● **Article**
+++
Pool Party Massacre is a 2016 American comedy horror film written, directed, and produced by Drew Marvick.

Plot 
What started as a relaxing summer day by the pool for a group of high-maintenance young socialites quickly becomes a nightmare when an unknown killer begins stalking and murdering them one by one.

Cast
 LeeAnna Vamp as Mrs. Stevens
 Mark Justice as Troy
 Alexis Adams as Tiffany
 John Molinaro as Mr. Winthorpe
 Destiny Faith Nelson as Jasmine
 Drew Marvick as Blaine Winthorpe
 Jenifer Marvick as Kelly
 Paul Card as Ralph
 Kristin Noel McKusick as Blair Winthorpe
 Nick Byer as Clay
 Sally Burnswello as Mrs. Winthorpe
 Trevor Layne as Chet
 Crystal Stoney as Britney
 Dora Deceuninck as Dora
 Jimmy Grosse as Danny

Production 
Marvick intended the film to be a throwback to 80s slasher films. He enlisted the film's shooting director prior to writing the script. The film had a shooting budget of $6,000. Marc Schoenbach was brought on to create the film poster, which Marvick wanted to have the feel of an 80s horror film.

Release 
Pool Party Massacre had its world premiere at FearNYC on October 22, 2016, the festival's inaugural year. This was followed by a release on April 20, 2017.

Reception 
Critical reception has been favorable from horror and pop culture outlets. Rue Morgue wrote a favorable review, praising the practical effects while stating that the movie had issues with its pacing. PopHorror was similarly favorable, as they felt that it was a "fairly standard campy slasher film, but don’t take that to mean that it’s predictable. There are some nice twists and turns along the way, some of which I was able to figure out and some that caught me off guard." A reviewer for the Library Journal was also favorable, writing that "It brought me back to the horror films of the 80's, which was Marvick's intention. Massacre was silly, bloody, and fun—just the way I like it. Stick it next to Friday the 13th and Sleepaway Camp on your shelf immediately. "
+++
Items for labeling shapes in pictures:
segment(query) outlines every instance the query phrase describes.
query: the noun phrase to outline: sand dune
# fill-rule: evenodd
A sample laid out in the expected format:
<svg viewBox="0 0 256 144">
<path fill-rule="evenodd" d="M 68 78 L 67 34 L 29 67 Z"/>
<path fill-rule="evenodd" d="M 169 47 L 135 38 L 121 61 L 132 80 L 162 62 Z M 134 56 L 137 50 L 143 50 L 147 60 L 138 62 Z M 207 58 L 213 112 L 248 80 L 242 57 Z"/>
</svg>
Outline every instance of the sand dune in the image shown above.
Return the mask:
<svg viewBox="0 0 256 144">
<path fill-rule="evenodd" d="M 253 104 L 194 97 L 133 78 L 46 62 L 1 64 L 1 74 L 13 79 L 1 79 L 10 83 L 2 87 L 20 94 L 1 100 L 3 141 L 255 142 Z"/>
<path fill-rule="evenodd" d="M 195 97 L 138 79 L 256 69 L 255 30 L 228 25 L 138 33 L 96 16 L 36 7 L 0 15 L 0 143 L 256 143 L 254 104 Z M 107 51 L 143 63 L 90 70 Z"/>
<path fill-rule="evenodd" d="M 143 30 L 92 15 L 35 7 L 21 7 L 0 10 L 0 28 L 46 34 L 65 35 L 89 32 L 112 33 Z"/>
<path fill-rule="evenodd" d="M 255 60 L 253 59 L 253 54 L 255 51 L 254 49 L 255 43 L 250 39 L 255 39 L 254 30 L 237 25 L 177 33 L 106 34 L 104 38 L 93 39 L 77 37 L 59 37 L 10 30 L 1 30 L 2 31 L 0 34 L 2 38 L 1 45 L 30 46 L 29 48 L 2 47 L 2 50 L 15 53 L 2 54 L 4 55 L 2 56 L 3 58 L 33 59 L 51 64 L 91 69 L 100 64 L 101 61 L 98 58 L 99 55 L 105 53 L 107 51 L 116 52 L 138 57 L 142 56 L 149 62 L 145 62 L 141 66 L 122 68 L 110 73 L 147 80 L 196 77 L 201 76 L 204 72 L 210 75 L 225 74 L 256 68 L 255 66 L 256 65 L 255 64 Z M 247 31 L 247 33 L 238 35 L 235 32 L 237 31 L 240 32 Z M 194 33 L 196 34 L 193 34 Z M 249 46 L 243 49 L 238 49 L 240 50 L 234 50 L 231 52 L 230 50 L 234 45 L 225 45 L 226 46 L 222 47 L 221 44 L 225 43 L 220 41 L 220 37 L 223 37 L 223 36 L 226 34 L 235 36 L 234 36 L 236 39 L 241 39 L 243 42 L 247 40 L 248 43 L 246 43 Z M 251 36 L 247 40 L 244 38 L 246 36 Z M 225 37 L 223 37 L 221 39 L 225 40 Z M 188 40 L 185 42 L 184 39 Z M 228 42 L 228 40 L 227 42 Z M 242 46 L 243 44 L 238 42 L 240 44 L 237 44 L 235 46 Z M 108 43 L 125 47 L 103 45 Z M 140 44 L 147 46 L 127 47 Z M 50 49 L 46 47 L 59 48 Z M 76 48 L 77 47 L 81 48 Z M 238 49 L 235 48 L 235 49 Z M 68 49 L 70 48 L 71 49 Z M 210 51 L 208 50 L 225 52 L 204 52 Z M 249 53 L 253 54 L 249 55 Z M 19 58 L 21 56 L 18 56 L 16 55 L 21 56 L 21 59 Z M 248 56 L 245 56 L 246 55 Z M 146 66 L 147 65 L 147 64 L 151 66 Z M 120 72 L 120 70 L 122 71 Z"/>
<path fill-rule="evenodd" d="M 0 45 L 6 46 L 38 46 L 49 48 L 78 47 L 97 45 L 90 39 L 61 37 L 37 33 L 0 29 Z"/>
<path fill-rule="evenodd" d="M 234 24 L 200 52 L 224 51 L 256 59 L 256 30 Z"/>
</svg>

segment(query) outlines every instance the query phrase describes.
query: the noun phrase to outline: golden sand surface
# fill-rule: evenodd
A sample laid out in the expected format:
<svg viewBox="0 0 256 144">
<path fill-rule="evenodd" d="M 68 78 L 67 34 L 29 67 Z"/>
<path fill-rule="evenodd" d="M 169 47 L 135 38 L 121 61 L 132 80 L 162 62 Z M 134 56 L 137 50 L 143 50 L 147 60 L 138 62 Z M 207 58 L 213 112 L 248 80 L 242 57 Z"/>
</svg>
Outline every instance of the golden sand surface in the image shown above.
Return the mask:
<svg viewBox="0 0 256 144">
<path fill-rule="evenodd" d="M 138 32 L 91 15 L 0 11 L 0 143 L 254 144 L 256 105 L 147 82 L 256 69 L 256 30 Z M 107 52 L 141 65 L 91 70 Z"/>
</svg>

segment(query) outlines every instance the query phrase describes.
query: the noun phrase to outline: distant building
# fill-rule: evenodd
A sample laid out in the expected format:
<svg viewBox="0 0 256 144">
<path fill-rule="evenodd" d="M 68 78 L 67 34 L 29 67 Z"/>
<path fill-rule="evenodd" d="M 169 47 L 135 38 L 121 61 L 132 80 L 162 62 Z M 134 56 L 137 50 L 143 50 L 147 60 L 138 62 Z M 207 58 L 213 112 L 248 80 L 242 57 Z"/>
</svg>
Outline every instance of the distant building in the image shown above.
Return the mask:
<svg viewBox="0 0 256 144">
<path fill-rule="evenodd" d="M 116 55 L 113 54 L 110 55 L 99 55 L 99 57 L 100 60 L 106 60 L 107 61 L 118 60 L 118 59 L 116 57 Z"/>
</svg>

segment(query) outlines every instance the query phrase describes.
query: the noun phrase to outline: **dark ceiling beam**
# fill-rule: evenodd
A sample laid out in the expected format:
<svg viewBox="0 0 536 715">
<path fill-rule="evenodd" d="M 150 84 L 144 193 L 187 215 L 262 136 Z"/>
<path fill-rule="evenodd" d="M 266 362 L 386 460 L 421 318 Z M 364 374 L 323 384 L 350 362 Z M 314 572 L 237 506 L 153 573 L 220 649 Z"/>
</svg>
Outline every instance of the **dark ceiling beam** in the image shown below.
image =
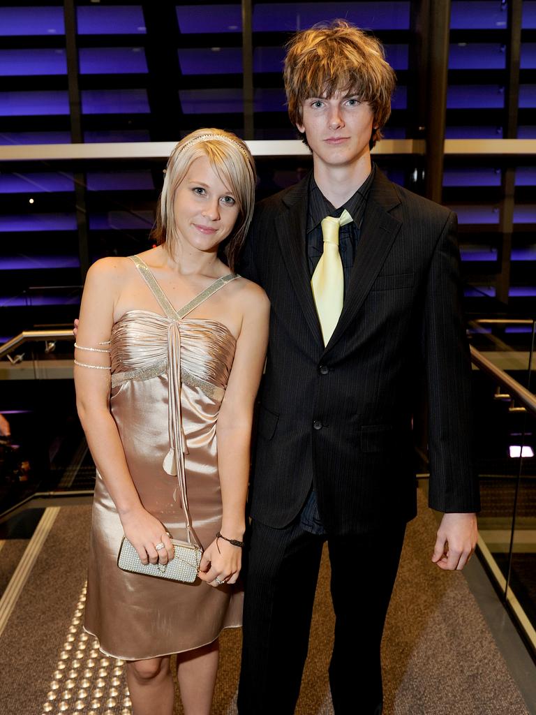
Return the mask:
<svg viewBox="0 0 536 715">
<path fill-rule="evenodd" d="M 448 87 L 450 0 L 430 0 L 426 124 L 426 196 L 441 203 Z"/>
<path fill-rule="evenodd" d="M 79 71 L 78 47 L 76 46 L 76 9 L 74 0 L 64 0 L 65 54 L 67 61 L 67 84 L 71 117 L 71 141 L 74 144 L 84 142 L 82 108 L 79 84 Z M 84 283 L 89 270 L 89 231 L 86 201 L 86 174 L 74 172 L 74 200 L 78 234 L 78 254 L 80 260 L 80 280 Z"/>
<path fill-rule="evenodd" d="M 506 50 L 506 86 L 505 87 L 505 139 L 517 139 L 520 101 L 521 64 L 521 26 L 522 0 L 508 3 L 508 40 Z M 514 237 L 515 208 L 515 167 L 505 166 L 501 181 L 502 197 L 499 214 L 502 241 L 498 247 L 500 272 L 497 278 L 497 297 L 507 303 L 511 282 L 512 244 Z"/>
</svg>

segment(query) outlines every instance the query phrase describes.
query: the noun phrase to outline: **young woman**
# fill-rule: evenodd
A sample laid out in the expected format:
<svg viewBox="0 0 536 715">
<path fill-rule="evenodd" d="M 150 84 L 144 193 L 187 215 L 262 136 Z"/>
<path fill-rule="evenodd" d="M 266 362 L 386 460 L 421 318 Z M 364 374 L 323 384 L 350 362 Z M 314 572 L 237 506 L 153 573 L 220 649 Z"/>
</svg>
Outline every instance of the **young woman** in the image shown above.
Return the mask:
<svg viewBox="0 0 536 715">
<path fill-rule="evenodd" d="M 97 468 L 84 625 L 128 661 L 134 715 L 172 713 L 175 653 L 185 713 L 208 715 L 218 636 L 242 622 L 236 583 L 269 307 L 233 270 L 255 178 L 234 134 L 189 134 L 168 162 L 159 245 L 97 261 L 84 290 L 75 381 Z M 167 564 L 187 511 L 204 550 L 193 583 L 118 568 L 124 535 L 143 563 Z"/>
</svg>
+++
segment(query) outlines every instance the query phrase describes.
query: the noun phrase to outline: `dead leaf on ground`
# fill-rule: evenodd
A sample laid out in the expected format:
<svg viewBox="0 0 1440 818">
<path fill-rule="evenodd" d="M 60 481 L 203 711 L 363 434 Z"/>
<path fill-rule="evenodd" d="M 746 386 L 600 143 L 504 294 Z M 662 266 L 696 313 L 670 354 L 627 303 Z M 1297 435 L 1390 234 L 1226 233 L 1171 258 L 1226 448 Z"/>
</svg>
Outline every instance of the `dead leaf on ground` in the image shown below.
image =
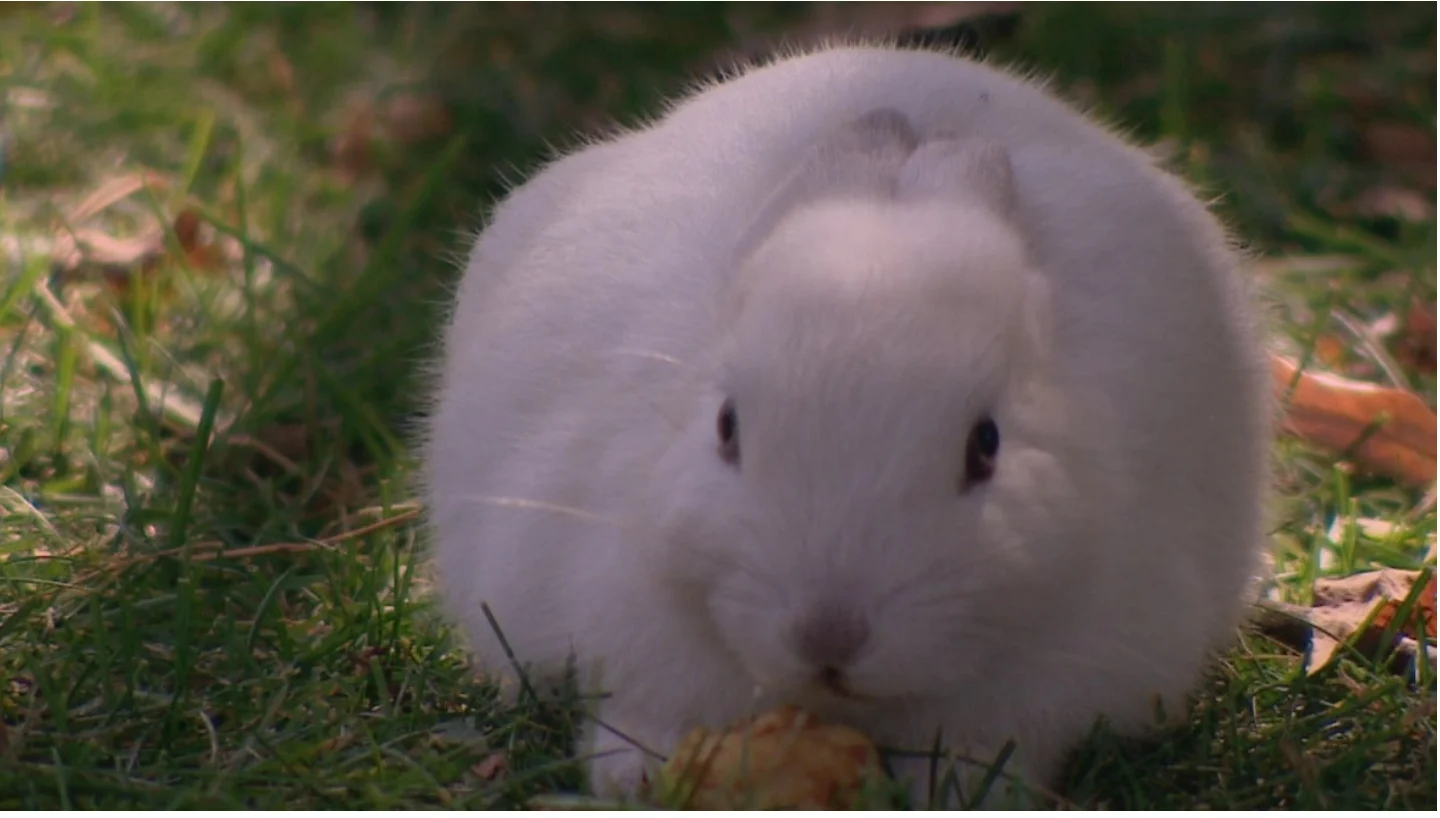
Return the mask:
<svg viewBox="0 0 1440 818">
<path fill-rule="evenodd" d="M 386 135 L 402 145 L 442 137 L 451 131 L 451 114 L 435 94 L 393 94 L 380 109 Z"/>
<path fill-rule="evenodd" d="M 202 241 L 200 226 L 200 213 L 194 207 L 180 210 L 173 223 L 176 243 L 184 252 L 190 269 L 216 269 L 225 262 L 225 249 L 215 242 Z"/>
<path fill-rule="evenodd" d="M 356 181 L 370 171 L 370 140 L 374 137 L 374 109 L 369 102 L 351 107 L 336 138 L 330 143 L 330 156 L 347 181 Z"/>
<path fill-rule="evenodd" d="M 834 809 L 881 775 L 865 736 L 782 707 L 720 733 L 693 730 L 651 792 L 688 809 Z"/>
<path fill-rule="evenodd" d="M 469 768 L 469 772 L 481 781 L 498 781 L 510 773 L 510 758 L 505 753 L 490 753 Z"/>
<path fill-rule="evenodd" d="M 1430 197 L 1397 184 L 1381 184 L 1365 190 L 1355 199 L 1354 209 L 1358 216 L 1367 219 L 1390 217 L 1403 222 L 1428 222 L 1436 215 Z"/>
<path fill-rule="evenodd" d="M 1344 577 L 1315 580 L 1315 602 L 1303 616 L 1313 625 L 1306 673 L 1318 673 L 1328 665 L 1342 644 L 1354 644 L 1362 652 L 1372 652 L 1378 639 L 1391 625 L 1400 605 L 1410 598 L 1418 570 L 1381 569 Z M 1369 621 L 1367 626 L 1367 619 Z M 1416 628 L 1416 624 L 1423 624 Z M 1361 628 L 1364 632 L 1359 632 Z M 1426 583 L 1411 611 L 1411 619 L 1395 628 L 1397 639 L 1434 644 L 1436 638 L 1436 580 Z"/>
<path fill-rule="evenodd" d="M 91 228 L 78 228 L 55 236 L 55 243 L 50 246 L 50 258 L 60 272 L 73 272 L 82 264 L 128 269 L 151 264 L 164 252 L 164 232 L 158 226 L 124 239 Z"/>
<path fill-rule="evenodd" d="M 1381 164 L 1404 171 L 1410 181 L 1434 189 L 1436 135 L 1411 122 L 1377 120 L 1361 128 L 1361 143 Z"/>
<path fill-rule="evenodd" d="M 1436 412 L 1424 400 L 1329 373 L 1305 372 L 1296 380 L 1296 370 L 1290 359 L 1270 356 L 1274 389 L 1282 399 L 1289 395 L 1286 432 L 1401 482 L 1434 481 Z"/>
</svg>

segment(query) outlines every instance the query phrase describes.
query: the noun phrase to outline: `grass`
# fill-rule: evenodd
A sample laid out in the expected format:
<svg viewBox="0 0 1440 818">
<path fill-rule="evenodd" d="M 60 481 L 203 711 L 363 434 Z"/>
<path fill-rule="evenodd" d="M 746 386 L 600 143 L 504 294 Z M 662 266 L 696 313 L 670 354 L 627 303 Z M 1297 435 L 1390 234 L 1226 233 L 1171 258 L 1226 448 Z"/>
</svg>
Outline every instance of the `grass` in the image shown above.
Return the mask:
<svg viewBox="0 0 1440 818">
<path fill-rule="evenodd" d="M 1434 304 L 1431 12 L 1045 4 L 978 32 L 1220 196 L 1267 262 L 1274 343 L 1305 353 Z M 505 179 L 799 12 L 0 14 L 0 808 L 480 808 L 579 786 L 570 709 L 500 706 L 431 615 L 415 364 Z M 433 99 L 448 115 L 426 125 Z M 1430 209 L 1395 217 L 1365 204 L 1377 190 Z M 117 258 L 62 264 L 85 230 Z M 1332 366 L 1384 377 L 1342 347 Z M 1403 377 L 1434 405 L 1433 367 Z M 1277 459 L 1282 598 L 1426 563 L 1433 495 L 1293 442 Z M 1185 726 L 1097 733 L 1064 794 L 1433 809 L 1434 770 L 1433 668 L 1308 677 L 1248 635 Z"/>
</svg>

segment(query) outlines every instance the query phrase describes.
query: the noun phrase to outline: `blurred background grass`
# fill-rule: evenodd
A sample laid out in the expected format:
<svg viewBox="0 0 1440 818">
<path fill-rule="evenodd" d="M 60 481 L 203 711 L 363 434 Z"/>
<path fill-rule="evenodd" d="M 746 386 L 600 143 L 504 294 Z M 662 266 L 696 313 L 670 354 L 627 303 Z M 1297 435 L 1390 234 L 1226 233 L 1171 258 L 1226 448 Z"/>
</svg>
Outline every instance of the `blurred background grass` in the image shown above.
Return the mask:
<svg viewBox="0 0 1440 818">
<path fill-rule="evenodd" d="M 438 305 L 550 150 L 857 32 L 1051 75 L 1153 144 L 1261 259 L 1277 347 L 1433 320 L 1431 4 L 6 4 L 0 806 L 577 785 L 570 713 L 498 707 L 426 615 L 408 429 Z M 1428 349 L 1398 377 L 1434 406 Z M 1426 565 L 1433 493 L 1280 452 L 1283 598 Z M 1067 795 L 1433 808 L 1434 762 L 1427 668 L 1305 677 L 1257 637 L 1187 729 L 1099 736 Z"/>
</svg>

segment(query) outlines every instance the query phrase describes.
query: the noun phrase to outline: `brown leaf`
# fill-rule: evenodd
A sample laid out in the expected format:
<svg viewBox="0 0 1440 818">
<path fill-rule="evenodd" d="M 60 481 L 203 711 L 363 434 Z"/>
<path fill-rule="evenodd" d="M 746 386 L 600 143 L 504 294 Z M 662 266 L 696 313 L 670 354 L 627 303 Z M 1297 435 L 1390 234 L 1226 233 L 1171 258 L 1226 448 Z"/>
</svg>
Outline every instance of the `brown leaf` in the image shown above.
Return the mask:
+++
● **What you have to do**
Write the next part of the article on the film Pool Party Massacre, picking up after its last sentence. The material is not needed for anything here.

● **Exercise result**
Scream magazine was more critical, stating that "Singularly dedicated to delivering a slasher flick in the form of its base elements, Pool Party Massacre is admirable in its commitment to its own simplicity, even if that means it has to bulk up its run-time with excruciatingly tedious characters spewing excruciatingly tedious dialogue."

Sequel 
In 2019 Marvick launched a crowdfunding campaign on IndieGoGo to fund a sequel. He had not initially planned to create a sequel for Pool Party Massacre, "mostly because I never really thought anyone would watch the movie", but began writing one after being approached by fans. The campaign was successfully funded within ten days and Marvick has stated that the film's script has been inspired by sequels such as Slumber Party Massacre II, Return of the Living Dead Part II, and The Texas Chainsaw Massacre 2.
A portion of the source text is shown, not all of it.